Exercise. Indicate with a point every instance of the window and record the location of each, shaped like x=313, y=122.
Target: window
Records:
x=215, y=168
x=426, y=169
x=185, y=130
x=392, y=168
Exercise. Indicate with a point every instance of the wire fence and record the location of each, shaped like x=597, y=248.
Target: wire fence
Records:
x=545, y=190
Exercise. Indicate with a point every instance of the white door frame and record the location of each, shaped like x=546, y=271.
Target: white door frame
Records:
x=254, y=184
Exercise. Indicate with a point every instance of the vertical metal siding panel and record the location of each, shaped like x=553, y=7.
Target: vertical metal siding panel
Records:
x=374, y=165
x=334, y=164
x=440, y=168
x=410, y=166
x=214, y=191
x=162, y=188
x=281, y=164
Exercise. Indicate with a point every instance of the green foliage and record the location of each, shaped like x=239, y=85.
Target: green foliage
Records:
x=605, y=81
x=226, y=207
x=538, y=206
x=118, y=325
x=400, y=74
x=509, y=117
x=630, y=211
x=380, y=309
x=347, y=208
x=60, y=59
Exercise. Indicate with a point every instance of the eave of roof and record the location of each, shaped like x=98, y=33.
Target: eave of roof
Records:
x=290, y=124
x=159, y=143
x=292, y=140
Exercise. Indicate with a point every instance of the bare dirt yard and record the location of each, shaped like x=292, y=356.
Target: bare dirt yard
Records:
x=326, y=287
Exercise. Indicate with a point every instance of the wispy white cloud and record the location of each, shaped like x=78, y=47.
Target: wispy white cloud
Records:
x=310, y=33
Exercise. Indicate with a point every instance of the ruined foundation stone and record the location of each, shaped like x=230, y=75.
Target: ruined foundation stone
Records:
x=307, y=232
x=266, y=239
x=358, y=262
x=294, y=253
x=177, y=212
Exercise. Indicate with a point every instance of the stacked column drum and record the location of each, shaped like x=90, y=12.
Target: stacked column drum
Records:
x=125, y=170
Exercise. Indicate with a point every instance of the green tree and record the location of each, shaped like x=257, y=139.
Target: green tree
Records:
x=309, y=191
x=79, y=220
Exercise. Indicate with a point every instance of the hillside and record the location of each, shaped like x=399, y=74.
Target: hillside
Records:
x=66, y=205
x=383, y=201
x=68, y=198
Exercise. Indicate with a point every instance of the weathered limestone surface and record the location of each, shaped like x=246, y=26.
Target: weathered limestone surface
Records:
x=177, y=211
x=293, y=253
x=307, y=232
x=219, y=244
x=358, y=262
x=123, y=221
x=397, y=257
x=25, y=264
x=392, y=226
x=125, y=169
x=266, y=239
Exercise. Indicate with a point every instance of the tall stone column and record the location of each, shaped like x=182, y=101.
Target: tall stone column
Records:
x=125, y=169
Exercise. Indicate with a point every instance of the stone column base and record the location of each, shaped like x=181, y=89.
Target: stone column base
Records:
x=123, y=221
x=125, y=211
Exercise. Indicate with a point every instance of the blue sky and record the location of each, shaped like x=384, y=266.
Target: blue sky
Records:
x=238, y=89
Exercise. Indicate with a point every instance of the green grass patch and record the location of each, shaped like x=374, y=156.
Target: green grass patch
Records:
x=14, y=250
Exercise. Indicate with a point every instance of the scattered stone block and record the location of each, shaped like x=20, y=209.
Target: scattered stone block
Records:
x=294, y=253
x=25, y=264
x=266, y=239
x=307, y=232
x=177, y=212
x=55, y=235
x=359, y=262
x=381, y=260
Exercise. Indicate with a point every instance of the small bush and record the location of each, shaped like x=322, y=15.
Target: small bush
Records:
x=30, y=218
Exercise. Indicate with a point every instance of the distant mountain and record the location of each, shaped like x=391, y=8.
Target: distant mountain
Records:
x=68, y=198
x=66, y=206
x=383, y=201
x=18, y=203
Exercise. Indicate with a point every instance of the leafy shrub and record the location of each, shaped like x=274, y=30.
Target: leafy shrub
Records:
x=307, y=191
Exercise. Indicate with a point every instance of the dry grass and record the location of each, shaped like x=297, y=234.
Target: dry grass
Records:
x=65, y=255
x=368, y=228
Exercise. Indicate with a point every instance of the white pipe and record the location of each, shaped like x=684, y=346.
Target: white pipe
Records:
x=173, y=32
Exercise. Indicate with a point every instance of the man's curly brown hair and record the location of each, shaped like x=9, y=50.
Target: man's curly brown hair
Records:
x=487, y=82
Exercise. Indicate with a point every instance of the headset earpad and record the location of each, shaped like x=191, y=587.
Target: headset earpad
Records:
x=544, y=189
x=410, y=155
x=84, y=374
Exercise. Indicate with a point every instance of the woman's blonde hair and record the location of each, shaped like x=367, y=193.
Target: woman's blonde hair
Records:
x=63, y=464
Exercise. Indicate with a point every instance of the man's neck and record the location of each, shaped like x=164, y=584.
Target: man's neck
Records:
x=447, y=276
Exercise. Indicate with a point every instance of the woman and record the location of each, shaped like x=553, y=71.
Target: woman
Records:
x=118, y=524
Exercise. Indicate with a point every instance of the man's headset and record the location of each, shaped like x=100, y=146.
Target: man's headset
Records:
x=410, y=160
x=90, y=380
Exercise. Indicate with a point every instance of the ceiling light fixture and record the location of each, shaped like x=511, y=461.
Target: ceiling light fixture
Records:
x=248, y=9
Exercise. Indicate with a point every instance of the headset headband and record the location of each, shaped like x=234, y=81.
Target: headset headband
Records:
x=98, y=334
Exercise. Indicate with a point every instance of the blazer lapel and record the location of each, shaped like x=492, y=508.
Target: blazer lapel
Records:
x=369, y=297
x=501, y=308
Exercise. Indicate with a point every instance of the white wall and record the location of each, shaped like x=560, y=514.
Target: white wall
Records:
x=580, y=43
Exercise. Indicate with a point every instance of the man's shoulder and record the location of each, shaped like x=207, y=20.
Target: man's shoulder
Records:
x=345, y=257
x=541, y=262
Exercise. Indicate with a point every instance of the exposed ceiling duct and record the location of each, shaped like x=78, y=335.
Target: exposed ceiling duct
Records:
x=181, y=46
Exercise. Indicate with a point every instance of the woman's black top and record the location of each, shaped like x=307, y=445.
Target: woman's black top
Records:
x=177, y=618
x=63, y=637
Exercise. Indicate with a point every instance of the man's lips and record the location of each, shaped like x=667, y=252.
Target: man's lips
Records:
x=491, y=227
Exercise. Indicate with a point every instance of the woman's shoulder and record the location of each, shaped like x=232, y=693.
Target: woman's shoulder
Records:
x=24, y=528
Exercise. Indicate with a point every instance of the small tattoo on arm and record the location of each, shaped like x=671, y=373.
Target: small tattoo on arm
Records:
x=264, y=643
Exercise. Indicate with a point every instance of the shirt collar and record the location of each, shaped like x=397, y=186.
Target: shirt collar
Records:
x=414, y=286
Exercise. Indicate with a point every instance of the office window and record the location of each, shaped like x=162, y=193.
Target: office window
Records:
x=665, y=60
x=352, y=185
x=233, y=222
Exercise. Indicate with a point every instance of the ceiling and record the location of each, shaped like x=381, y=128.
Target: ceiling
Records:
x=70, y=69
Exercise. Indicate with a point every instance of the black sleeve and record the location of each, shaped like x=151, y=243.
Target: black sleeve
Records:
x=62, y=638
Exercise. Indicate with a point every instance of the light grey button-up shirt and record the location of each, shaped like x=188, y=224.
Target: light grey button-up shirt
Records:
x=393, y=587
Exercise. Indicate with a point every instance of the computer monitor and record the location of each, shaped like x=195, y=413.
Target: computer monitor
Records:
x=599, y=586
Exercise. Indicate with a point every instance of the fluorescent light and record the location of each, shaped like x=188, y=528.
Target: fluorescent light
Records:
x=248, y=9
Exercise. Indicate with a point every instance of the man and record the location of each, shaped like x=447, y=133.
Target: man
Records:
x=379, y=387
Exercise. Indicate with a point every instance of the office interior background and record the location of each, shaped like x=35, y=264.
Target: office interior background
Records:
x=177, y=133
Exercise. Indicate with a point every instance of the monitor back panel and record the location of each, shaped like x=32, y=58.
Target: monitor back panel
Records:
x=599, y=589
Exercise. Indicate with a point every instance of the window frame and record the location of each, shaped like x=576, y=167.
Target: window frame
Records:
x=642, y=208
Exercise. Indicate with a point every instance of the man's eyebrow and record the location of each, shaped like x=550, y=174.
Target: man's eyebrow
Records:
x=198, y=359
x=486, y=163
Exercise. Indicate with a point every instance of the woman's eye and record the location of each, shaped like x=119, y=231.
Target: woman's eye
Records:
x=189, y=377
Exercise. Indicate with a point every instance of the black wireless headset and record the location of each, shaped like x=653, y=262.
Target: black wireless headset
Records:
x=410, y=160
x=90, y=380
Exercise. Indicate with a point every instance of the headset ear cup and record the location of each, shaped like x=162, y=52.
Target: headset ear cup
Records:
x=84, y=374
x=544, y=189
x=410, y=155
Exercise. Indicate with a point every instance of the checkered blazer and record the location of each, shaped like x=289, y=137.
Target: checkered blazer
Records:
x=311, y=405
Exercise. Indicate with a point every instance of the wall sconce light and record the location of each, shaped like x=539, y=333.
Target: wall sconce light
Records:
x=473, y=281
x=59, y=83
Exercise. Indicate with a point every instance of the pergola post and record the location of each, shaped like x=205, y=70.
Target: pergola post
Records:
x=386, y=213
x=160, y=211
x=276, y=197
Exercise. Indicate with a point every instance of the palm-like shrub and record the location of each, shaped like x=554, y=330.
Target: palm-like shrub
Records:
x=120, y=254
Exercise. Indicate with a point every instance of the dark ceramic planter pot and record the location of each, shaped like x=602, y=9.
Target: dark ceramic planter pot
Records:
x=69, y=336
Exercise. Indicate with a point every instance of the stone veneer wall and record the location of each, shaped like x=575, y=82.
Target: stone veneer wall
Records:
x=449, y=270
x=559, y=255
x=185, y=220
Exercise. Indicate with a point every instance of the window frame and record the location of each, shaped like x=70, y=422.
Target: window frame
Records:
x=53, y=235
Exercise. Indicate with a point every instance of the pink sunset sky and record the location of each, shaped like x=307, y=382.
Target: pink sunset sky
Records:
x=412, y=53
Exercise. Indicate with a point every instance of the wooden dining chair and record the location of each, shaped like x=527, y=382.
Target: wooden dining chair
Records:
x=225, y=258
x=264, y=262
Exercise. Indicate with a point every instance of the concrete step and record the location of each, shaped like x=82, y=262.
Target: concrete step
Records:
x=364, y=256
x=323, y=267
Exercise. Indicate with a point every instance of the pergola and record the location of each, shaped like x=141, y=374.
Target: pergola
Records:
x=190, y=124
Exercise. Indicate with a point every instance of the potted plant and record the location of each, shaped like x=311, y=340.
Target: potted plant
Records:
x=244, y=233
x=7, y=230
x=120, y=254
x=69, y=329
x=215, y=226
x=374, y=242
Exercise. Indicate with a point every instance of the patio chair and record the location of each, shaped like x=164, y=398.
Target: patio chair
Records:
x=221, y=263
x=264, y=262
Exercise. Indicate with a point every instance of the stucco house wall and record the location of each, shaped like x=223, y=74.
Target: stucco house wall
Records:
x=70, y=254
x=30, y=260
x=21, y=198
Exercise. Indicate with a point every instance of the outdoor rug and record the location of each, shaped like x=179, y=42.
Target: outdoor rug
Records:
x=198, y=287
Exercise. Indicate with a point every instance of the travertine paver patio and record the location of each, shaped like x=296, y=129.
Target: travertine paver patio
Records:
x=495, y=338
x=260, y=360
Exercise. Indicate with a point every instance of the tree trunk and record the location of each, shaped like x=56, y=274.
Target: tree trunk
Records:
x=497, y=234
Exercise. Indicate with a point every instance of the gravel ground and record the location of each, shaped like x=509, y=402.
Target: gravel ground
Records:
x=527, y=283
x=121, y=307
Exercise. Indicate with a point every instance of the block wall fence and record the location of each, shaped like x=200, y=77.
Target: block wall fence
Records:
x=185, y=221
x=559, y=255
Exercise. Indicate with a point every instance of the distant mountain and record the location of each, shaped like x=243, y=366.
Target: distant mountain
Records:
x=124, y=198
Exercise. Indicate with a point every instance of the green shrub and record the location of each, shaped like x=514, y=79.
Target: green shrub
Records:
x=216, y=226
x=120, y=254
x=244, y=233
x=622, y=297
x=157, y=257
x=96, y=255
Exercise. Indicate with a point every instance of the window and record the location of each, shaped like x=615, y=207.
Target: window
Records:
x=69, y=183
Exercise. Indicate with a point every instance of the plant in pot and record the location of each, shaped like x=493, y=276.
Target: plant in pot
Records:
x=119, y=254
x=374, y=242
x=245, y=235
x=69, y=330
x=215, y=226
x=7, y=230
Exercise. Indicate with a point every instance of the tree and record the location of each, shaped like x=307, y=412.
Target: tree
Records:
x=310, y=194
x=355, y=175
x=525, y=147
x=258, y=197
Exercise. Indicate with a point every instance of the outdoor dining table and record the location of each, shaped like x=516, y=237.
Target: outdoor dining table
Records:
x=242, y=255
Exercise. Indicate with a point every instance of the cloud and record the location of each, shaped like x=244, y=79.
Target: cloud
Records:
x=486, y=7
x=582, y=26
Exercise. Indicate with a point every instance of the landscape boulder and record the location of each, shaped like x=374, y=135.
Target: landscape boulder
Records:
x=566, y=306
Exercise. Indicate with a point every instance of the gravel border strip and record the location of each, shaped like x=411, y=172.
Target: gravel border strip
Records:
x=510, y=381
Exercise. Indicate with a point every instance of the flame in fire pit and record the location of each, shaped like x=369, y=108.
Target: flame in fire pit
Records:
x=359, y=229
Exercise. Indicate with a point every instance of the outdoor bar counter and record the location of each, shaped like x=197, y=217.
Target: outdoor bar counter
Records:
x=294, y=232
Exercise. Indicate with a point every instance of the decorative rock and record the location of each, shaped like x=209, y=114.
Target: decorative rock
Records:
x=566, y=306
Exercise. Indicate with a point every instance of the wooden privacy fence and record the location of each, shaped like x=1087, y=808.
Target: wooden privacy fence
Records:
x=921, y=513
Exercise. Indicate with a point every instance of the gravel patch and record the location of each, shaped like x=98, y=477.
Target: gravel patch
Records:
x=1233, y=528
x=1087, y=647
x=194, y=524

| The task |
Rewrite the items as a two-column CSV with the headers instruction and answer, one row per item. Put each field in quotes and replace its line breaks with spaces. Begin at the start of the items and stop after the line that has "x=254, y=184", including that line.

| Task response |
instruction,answer
"Exercise. Indicate with a point every instance of the window and record the location of each, shaped like x=313, y=122. Target: window Records:","x=215, y=168 x=426, y=169 x=185, y=130 x=392, y=168"
"Exercise. Indicate with a point every instance of the wire fence and record the location of each, shaped like x=597, y=248. Target: wire fence Records:","x=545, y=190"
"Exercise. Indicate with a point every instance of the white door frame and record the location of each, shaped like x=546, y=271. Target: white door frame Records:","x=254, y=184"